Where’s the lifebelt?

Something up Waigel’s sleeve?
THINGS never seem so bad for Helmut Kohl these days that they cannot get worse. As his centre-right coalition government came close to a split over budget policy and scrapped with the Bundesbank over gold, word came in of the left’s triumph in France. Now even the determined chancellor risks being blown off his single-currency course—and perhaps from office.

Part of the government’s current mess was avoidable. Mr Kohl’s luckless and inept finance minister, Theo Waigel, did not have to take on the Bundesbank in a public row he was virtually bound to lose. Germans tend to treat their central bank with near-religious awe, and most politicians know better than to risk their reputations by getting into a fight with it.

Not so Mr Waigel, although he has just notched up a post-1945 German record of more than eight years in the finance job. Long an outspoken fan of tough debt and deficit criteria to make sure weaklings do not join the euro, he is now running scared that Germany itself will fail to qualify. By getting the Bundesbankers to revalue their gold reserves and pay over part of the book profit to the government (albeit indirectly) this year, he hoped to make German public finances euro-worthy after all.

Saved entries
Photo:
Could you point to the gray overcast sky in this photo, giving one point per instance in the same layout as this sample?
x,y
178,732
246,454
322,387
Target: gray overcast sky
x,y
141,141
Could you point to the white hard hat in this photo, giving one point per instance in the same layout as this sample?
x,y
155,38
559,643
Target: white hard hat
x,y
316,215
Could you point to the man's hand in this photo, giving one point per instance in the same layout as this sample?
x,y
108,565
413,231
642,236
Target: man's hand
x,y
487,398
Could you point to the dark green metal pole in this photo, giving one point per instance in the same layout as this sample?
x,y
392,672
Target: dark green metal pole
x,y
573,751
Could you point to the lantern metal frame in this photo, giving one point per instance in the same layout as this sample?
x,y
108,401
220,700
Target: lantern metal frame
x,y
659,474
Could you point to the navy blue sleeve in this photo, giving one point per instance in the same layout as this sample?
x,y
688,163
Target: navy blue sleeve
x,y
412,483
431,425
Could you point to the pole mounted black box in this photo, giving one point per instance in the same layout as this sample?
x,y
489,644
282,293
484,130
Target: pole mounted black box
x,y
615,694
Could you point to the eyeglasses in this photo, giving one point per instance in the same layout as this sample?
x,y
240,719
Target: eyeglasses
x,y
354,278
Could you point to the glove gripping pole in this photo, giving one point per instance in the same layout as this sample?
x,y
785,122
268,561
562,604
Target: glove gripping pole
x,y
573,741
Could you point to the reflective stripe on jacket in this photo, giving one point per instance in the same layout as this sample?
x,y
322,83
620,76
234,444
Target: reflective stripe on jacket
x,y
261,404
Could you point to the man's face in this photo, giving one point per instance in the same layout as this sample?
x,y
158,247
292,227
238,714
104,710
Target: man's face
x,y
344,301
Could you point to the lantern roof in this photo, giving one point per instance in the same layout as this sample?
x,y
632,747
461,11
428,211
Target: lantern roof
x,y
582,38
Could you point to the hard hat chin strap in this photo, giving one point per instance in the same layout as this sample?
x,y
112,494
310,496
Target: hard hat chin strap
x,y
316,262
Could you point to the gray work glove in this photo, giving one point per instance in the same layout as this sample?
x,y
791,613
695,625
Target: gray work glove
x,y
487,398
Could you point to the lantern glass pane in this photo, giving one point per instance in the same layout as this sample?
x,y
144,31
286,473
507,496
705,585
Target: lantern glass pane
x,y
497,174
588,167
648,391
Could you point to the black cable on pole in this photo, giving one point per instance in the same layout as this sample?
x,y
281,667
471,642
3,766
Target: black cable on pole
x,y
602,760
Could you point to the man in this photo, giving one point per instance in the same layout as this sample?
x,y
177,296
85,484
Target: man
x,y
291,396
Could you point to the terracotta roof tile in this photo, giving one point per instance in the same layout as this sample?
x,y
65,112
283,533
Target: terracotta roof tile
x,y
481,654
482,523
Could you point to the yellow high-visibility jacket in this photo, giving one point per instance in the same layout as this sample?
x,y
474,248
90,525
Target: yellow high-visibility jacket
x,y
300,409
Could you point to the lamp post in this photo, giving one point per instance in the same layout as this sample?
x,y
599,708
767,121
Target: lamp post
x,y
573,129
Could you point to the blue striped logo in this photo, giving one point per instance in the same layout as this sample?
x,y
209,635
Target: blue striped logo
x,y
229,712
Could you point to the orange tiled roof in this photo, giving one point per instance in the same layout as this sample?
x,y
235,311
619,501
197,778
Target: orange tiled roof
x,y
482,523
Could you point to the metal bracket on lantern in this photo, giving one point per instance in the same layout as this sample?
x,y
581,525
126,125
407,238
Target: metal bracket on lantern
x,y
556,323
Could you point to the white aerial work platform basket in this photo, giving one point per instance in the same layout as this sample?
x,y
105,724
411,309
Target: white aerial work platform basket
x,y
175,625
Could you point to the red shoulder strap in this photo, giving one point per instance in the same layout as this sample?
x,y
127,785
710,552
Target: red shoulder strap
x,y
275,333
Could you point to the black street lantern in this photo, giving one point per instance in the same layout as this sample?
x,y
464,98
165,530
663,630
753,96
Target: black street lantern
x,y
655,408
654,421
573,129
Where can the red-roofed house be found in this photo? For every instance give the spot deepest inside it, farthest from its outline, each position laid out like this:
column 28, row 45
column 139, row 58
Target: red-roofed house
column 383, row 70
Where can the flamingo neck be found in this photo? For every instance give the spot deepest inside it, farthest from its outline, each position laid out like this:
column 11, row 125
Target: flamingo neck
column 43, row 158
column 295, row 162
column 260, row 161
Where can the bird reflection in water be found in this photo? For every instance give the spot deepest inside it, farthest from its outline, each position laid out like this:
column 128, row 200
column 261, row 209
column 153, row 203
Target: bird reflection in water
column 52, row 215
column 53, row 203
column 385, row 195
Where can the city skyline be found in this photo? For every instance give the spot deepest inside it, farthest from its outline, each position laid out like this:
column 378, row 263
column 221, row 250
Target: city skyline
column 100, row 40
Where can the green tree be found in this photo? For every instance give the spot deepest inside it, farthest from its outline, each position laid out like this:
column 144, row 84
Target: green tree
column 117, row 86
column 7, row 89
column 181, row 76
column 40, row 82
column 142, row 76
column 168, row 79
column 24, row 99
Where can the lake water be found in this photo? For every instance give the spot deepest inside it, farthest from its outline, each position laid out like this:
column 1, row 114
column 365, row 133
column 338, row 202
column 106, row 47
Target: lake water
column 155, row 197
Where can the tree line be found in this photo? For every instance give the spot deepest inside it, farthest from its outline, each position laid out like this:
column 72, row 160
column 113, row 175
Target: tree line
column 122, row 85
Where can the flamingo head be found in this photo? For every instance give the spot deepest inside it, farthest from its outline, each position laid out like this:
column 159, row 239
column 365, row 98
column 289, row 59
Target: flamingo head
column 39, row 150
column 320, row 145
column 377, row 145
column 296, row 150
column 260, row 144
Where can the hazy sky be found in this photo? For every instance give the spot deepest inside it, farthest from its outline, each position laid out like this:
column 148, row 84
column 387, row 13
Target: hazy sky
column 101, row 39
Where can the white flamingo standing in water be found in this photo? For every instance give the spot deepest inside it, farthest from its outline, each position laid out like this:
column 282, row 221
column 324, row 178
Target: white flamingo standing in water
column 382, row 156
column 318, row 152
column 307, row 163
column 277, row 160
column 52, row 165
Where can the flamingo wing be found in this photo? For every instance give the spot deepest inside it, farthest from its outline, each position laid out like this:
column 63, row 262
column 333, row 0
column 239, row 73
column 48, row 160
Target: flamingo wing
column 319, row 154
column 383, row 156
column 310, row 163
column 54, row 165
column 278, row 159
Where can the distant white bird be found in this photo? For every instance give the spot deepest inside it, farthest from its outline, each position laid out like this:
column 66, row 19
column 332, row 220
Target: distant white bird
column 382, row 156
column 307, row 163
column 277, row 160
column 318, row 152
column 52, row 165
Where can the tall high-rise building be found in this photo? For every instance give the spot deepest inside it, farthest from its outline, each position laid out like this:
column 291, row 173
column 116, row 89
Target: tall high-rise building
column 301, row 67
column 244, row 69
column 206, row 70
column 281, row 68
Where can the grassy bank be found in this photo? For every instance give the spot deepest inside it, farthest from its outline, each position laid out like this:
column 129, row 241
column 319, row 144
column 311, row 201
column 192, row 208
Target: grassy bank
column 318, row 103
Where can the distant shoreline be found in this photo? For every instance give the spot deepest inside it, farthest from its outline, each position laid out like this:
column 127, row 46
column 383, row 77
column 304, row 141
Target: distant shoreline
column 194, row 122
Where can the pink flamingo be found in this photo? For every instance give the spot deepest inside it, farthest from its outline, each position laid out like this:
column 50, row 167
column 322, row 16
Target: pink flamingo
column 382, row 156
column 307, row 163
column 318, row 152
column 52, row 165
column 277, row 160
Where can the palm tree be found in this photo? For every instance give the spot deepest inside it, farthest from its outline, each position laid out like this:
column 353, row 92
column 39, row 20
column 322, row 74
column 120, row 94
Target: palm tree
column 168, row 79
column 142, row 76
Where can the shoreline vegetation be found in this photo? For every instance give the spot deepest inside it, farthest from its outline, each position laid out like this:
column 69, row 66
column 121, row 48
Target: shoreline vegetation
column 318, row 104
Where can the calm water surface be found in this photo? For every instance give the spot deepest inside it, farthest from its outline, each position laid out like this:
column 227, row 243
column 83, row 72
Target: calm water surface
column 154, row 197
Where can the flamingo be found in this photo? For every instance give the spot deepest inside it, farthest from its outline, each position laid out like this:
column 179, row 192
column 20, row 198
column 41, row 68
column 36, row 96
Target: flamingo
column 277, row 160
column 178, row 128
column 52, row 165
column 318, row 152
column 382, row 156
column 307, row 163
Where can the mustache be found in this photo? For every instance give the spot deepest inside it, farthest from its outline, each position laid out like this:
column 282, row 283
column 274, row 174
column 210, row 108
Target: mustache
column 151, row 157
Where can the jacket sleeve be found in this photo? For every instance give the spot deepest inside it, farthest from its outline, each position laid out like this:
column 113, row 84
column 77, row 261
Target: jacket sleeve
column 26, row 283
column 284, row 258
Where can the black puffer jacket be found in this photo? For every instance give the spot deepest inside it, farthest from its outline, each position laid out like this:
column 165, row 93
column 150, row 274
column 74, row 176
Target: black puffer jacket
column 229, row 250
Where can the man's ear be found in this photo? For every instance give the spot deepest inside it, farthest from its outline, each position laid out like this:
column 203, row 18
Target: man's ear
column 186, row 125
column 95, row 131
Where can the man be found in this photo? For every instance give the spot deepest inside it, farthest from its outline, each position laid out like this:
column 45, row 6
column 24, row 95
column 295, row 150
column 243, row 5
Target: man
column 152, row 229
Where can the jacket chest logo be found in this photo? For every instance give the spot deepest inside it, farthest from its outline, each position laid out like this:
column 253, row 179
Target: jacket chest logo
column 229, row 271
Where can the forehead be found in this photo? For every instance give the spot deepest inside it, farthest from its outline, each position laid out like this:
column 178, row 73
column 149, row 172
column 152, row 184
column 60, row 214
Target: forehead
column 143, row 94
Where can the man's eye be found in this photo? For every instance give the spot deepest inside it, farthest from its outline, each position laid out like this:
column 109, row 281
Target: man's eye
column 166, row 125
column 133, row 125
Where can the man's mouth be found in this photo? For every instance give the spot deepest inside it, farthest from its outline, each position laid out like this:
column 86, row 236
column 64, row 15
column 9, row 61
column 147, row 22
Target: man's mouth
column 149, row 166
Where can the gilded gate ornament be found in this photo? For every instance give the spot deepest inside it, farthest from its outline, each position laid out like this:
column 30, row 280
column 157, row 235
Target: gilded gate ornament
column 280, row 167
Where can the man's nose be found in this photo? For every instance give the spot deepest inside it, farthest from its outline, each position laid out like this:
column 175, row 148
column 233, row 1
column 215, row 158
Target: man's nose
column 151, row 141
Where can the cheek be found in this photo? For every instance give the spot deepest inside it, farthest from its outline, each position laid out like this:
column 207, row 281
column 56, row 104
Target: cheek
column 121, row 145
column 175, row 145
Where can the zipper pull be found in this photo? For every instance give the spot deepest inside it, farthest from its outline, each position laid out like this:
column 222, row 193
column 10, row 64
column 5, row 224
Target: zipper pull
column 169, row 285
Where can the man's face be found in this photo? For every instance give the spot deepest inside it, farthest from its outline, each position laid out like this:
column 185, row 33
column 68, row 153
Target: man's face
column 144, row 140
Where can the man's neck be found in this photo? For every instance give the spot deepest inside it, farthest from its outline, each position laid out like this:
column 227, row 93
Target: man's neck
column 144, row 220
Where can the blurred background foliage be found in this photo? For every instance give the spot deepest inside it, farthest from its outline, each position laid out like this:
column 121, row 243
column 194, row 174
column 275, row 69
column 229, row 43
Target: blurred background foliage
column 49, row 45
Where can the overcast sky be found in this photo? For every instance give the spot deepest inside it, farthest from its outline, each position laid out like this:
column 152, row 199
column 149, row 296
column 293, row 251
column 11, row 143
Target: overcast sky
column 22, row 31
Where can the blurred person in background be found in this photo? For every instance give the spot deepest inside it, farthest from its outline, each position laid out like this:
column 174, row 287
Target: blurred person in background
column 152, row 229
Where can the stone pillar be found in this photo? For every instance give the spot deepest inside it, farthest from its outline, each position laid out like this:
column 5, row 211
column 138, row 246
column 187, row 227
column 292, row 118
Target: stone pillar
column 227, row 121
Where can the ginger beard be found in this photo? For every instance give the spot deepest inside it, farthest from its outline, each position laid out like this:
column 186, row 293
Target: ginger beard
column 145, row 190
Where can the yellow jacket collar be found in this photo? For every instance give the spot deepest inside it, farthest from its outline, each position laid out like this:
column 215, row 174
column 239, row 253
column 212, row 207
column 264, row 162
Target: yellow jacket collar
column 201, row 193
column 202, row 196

EXERCISE TASKS
A. According to the article about Helmut Kohl's government, how long has Theo Waigel held the finance job?
B. Go on with the article about Helmut Kohl's government, starting right after its last sentence.
The listing is separate material, apart from the article about Helmut Kohl's government.

ANSWERS TO THE TASKS
A. More than eight years, a post-1945 German record.

B.
Even if Mr Waigel had got his way, the European Union’s statisticians might have gulped a bit about the gold dodge. But he has had to back down after the predictable public outcry. He will get no payout—at least none this year, which is the crucial one for judging which countries can adopt the euro if it starts in 1999.

The skirmish with the Bundesbank has brought Mr Waigel jeers and indignation from all sides, including his own. It has let the opposition Social Democrats portray themselves, somewhat speciously, as champions of financial rigour. And it has set off a new debate on whether the start of the euro, an idea long regarded with dismay by a majority of Germans, should at least be delayed. Mr Kohl doggedly says no, and there is no reason to doubt he means it. He decided recently to stand for chancellor again in the election next year, not least to help ensure that the single currency would arrive on time. But now his main ally, Jacques Chirac, has lost most of his authority and the new Socialist government in Paris may prove a lot trickier than the old one over terms for bringing the euro in.

That aside, the row with the Bundesbank is only one symptom of the budget crisis now threatening to destroy the nearly 15-year-old ruling alliance among Mr Kohl’s Christian Democrats, their fraternal Bavarian party, the Christian Social Union (led by Mr Waigel), and the Free Democrats.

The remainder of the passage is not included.